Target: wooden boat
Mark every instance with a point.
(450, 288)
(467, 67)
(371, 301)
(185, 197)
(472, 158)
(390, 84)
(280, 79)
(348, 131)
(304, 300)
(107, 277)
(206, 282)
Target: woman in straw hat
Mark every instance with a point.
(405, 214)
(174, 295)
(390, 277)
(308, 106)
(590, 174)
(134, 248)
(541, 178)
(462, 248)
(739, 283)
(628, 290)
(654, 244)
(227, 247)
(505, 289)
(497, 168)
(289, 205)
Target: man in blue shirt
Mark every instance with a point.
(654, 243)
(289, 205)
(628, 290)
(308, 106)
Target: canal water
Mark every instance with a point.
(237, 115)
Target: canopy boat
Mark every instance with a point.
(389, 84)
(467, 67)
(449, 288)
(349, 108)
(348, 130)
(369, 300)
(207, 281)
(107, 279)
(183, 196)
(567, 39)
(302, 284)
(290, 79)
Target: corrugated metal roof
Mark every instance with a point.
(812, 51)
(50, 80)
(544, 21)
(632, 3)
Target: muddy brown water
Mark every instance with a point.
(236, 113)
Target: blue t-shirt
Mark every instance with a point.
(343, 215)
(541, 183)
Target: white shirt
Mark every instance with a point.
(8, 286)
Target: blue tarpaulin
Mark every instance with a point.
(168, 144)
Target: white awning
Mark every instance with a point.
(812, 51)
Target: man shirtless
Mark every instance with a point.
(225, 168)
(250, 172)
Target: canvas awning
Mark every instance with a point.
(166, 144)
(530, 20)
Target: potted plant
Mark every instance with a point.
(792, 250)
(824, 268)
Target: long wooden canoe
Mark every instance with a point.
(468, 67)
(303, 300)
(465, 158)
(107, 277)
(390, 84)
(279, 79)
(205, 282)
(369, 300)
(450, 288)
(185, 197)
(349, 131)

* _What the task requires_: Write out every one of the rows above, keeping each line identical to how it appears.

* _Full response_:
Target: wooden boat
Mark every instance with a point.
(450, 288)
(467, 67)
(371, 301)
(185, 197)
(472, 158)
(390, 84)
(280, 79)
(348, 131)
(304, 300)
(107, 277)
(206, 282)
Target: woman in straw hat
Mark every instance with a point.
(405, 214)
(174, 295)
(390, 277)
(308, 106)
(590, 174)
(134, 248)
(541, 178)
(462, 248)
(739, 283)
(628, 290)
(654, 244)
(227, 247)
(505, 289)
(497, 168)
(289, 205)
Target: man in blue shirt
Mark every instance with a point.
(654, 243)
(289, 205)
(628, 290)
(308, 106)
Target: canal water
Mark every instance with a point.
(237, 115)
Target: canopy boat
Mark every instance with a point.
(389, 84)
(467, 67)
(449, 288)
(349, 108)
(348, 130)
(369, 300)
(207, 281)
(107, 279)
(183, 196)
(567, 39)
(302, 284)
(290, 79)
Target: corrugated metal roof
Mark every instance with a point.
(812, 51)
(50, 80)
(544, 21)
(632, 3)
Target: muddy brown water
Mark every instance with a point.
(236, 113)
Target: blue t-shirt
Mark every instance with a point.
(343, 215)
(541, 183)
Target: white shirt
Mark every instance with a point.
(8, 286)
Target: blue tarpaulin
Mark every instance with a point.
(168, 144)
Target: white awning
Mark every instance with a point.
(812, 51)
Target: man shirtless
Mark every instance with a point.
(225, 168)
(250, 172)
Target: canvas awning
Mark every instance with a point.
(166, 144)
(530, 20)
Target: potted plant
Mark every instance with a point.
(792, 250)
(824, 268)
Target: long wooden canoe
Mark every instance with a point.
(468, 67)
(303, 300)
(465, 158)
(107, 277)
(390, 84)
(279, 79)
(205, 282)
(369, 300)
(450, 288)
(185, 197)
(349, 131)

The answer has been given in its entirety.